**WHAT IS EXPECTED:**
Exclude all pictures, then restate the entries below word for word.

[Dataset records]
※

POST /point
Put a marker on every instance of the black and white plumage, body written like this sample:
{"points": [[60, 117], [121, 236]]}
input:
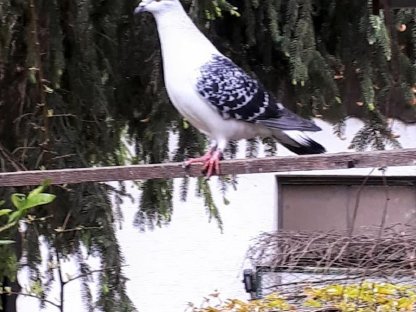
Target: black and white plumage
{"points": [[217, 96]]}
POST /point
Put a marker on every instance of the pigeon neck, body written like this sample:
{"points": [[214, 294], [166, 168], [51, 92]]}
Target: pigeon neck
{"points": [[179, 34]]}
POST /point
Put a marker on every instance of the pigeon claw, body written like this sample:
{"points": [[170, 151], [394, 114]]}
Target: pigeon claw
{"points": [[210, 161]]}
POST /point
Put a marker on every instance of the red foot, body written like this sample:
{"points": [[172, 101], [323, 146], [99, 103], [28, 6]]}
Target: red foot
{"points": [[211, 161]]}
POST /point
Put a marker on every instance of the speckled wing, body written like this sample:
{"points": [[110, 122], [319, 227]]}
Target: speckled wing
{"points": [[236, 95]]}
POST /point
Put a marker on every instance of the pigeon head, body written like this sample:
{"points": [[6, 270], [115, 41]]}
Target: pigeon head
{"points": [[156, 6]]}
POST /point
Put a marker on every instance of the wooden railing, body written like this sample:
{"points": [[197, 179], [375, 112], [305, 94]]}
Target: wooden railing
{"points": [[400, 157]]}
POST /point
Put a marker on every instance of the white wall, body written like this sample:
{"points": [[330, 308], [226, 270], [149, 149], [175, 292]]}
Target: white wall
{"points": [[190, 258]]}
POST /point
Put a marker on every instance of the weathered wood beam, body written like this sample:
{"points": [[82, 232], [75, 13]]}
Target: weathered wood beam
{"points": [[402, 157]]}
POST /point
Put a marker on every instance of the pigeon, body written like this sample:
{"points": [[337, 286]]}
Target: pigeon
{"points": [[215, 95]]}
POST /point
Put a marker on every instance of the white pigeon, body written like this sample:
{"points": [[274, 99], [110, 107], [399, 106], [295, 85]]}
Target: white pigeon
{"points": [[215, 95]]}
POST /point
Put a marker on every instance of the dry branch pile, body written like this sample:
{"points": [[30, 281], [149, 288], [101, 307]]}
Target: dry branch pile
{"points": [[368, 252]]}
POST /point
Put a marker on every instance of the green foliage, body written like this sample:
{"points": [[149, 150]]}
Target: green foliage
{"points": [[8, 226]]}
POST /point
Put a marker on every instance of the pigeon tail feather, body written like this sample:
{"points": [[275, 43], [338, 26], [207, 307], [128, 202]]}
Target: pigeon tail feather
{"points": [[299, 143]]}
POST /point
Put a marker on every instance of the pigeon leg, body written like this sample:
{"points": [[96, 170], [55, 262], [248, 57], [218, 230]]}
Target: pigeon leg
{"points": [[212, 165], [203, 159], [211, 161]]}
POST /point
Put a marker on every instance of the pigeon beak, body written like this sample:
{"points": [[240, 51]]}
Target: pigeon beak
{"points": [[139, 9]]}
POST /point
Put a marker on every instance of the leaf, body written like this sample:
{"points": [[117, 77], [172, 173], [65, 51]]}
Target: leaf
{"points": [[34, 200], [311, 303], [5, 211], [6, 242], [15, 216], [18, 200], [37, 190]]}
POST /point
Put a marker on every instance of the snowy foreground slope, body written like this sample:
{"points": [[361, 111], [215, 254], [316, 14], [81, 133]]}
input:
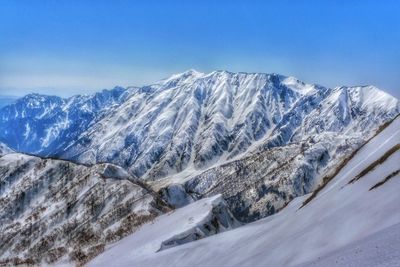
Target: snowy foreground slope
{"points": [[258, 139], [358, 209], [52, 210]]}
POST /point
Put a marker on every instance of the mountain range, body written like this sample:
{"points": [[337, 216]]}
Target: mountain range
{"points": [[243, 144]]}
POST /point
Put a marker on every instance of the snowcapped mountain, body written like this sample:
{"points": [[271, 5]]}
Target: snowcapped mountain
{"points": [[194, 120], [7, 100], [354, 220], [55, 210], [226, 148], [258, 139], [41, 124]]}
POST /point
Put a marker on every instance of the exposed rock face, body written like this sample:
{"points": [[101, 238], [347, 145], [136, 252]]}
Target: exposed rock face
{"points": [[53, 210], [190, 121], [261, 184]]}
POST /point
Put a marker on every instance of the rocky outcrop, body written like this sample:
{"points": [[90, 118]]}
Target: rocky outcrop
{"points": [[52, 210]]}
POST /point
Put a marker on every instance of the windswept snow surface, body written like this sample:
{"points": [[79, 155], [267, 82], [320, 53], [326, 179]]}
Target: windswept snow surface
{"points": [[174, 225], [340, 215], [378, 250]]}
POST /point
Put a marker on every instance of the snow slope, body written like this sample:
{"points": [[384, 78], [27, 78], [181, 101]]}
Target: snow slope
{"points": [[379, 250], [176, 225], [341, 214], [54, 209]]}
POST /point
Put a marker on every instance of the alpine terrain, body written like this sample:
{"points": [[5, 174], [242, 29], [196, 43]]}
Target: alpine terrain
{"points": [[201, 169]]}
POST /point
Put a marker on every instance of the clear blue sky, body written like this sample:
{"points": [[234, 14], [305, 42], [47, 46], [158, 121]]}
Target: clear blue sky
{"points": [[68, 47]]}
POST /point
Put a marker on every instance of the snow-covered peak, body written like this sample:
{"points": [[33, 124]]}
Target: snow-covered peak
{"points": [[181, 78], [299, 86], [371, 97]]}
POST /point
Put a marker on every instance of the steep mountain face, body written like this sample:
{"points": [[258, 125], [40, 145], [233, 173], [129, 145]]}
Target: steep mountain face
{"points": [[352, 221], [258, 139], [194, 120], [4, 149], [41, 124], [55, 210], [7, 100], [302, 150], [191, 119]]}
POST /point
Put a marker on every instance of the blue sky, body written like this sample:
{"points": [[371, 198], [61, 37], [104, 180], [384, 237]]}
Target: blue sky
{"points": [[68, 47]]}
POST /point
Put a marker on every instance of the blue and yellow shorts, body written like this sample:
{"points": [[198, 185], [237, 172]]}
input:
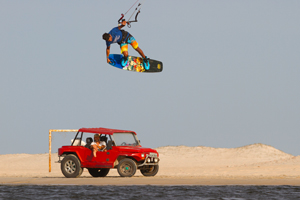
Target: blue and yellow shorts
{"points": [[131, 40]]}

※

**WRITTEN ANSWER:**
POST /point
Put a marker on every instance of the black and white plumage, body written like this sample:
{"points": [[60, 117], [121, 236]]}
input:
Target: black and white plumage
{"points": [[217, 96]]}
POST /point
Put a marker on every instance of the pigeon neck, body written like this sample:
{"points": [[214, 294], [166, 168], [51, 92]]}
Target: pigeon neck
{"points": [[179, 34]]}
POST /point
Put a marker on every instance of the pigeon claw, body written like this sample:
{"points": [[170, 151], [394, 114]]}
Target: pigeon claw
{"points": [[210, 161]]}
POST /point
Put a marker on every instance of the red foot, body written like this sample:
{"points": [[172, 101], [323, 146], [99, 103], [28, 6]]}
Target: red foot
{"points": [[211, 161]]}
POST /point
Put a marker on every instance of the speckled wing, body written like this sample:
{"points": [[110, 122], [319, 227]]}
Target: speckled wing
{"points": [[236, 95]]}
POST /point
Put a marker on every instance of the pigeon head, body written like this sample:
{"points": [[6, 270], [115, 41]]}
Target: pigeon head
{"points": [[156, 6]]}
POST /point
Put a marker on every instance of the wooden railing, body written like this sample:
{"points": [[197, 179], [375, 112], [305, 94]]}
Target: wooden railing
{"points": [[400, 157]]}
POST /point
Put a marker on every instance of the white wall, body written like this sample:
{"points": [[330, 308], [226, 270], [149, 149], [175, 292]]}
Target: white wall
{"points": [[190, 258]]}
POST /point
Put a marker on every instance of the weathered wood beam, body written like this sample:
{"points": [[82, 232], [75, 13]]}
Target: weathered wood beam
{"points": [[402, 157]]}
POST /point
Put a marker on every instance of the pigeon, body written like this sample:
{"points": [[337, 286]]}
Target: pigeon
{"points": [[215, 95]]}
POST /point
Put a marker on every instance of the white pigeon, body written like this sample:
{"points": [[274, 99], [110, 107], [399, 106], [295, 85]]}
Target: white pigeon
{"points": [[215, 95]]}
POST /point
Put a marker on every instance of the dry branch pile, body written like this sample:
{"points": [[30, 281], [149, 288], [101, 307]]}
Target: dry branch pile
{"points": [[368, 252]]}
POST /point
Put a marker on every instance of the green foliage, body written like this sample:
{"points": [[149, 150]]}
Target: green foliage
{"points": [[8, 226]]}
POST /point
Put a marker on every instance of the pigeon tail feather, body written like this sample:
{"points": [[275, 43], [338, 26], [207, 307], [128, 202]]}
Target: pigeon tail feather
{"points": [[299, 143]]}
POST /point
Put a marker on every instance of the pigeon leg, body written like this sample:
{"points": [[96, 170], [55, 262], [248, 57], [218, 230]]}
Target: pigeon leg
{"points": [[212, 165], [203, 159], [211, 161]]}
POST /point
Put a marker on every instance of the pigeon beak, body written like this sample:
{"points": [[240, 51]]}
Target: pigeon beak
{"points": [[139, 9]]}
POST /point
Put a marker on every instance of the leaf, body written like this sample:
{"points": [[117, 77], [172, 173], [65, 51]]}
Target: leaf
{"points": [[34, 200], [311, 303], [5, 211], [6, 242], [15, 216], [18, 200], [37, 190]]}
POST /point
Put a marker on every instance of the snowy foreground slope, body written like this sample:
{"points": [[361, 111], [215, 254], [316, 14], [81, 133]]}
input:
Target: snowy foreground slope
{"points": [[258, 139], [358, 209], [52, 210]]}
POST /point
Put a marker on every instance of the mountain range, body written like this sample:
{"points": [[337, 216]]}
Target: mountain range
{"points": [[243, 144]]}
POST /point
Put a marker on every instance of the snowcapped mountain, body written like this sample:
{"points": [[271, 5]]}
Target: snowcapped mountain
{"points": [[194, 120], [7, 100], [354, 220], [55, 210], [226, 148], [258, 139], [41, 124]]}
POST /point
Put a marker on every instance of the exposed rock face, body written like this sample:
{"points": [[101, 238], [347, 145], [136, 252]]}
Target: exposed rock face
{"points": [[53, 210], [190, 121], [261, 184]]}
POST /point
Put a marker on every instance of the rocky outcrop, body written like this sample:
{"points": [[90, 118]]}
Target: rocky outcrop
{"points": [[52, 210]]}
POST /point
Put a marker on every instance of the windswept snow surface, body written like this sample:
{"points": [[79, 155], [267, 82], [320, 53], [326, 179]]}
Target: windswept snow surface
{"points": [[174, 225], [340, 215], [378, 250]]}
POST /point
Put a marker on every instance of the snow slope, body written like this sample:
{"points": [[384, 78], [27, 78], [181, 101]]}
Target: snow slope
{"points": [[379, 250], [176, 225], [341, 214], [54, 209]]}
POST /point
Put a marker on every instance of the alpine terrain, body written like this sample:
{"points": [[5, 174], [242, 29], [196, 43]]}
Target: alpine terrain
{"points": [[201, 169]]}
POST /point
Put a marker on every instance of the clear blue sky, body written like this sample:
{"points": [[234, 14], [305, 42], [47, 46], [158, 121]]}
Target: clear blue sky
{"points": [[68, 47]]}
POST /point
Put a marker on every instance of the snow-covered peak, body written like this sample:
{"points": [[33, 124]]}
Target: snow-covered peak
{"points": [[181, 78], [299, 86], [371, 97]]}
POST /point
Put a marker on every instance of the steep mountain face, body written like this sample:
{"points": [[258, 125], [40, 145], [233, 173], [129, 145]]}
Target: steep mountain face
{"points": [[352, 221], [258, 139], [194, 120], [4, 149], [41, 124], [55, 210], [7, 100], [302, 150], [191, 119]]}
POST /point
Put a marker on every instance of the blue sky, body written like this sample:
{"points": [[371, 198], [61, 37], [104, 180], [384, 237]]}
Target: blue sky
{"points": [[68, 47]]}
POST /point
Put a marker on every instance of the blue and yellow shorts, body written like this sample:
{"points": [[198, 185], [237, 172]]}
input:
Target: blue and yellow shorts
{"points": [[131, 40]]}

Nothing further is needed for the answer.